▸ **WHAT IS EXPECTED**
The records should be written out in full, with nothing altered.

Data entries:
'''

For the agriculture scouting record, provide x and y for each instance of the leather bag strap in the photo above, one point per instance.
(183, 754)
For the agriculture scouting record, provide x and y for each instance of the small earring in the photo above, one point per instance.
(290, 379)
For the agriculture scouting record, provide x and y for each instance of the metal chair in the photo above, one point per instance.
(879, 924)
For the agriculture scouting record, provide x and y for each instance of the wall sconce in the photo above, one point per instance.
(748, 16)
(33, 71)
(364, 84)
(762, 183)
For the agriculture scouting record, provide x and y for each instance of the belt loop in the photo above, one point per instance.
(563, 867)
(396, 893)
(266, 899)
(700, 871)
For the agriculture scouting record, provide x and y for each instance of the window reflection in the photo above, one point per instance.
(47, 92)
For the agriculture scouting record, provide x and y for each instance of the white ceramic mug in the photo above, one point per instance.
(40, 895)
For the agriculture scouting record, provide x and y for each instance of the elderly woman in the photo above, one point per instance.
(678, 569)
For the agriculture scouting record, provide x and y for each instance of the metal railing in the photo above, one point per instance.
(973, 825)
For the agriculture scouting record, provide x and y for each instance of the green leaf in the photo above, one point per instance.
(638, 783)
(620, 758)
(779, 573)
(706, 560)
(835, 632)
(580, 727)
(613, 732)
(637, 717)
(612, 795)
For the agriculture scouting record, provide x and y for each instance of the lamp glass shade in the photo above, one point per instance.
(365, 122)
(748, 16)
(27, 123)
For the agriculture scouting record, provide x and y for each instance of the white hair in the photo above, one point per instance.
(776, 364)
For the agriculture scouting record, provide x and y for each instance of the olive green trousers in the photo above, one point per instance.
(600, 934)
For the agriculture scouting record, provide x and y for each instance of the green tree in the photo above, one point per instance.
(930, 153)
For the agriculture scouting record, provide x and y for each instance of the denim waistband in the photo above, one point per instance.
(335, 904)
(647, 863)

'''

▸ **EXERCISE ANSWER**
For the agriculture scouting record, provide x and y for each instance of the leather bag strap in the photo above, one point per instance.
(183, 754)
For the agriculture scouting record, provide x and y for each instance of the small earring in the photo above, one point per instance.
(290, 379)
For the agriculture scouting record, provide x and y for each instance of the metal chair in the photo above, one point per instance.
(879, 924)
For the agriculture scouting record, provide x and y for each instance of the wall sconce in the photo above, one point per instance.
(748, 16)
(33, 71)
(364, 84)
(762, 183)
For the agriculture scouting record, provide x and y for each instance of the belt loop in the photo above, one point per instance.
(563, 867)
(396, 893)
(266, 899)
(700, 871)
For the agriculture scouting record, provide x and y for each instance of the window reflection in the photo above, one point per instance.
(47, 92)
For the agriculture scouting record, provide x and y for each instance of the white ceramic mug in the photo above, one point per instance.
(40, 895)
For the agriculture scouting record, provide x and y for each instance of the elderly woman in the photo above, one point per instance.
(678, 569)
For the agriculture scouting record, provide x and y for each instance of the metal railing in the photo above, one point per instance.
(973, 825)
For the agriculture scouting record, provide x and y for each instance of the green leaf in the photo above, one point per instance.
(638, 783)
(620, 758)
(779, 573)
(706, 560)
(835, 632)
(580, 727)
(613, 732)
(637, 717)
(612, 795)
For the agriculture scouting record, provide x and y for each instance of the lamp glass shade in the photo above, one point per instance.
(365, 122)
(748, 16)
(27, 123)
For the agriculture scouting record, provide x and y for each instance of the white hair in the photo above, one point per instance.
(776, 364)
For the agriculture scouting record, provide x and y for each instance of the olive green trousers in the photo above, one point per instance.
(600, 934)
For the agriculture scouting record, provide x and y for each instance of the green tree in the photo above, one point per instance.
(930, 153)
For the agriculture scouting record, provide x and y for each instance of the denim waistband in the photo above, one point per instance.
(335, 904)
(647, 863)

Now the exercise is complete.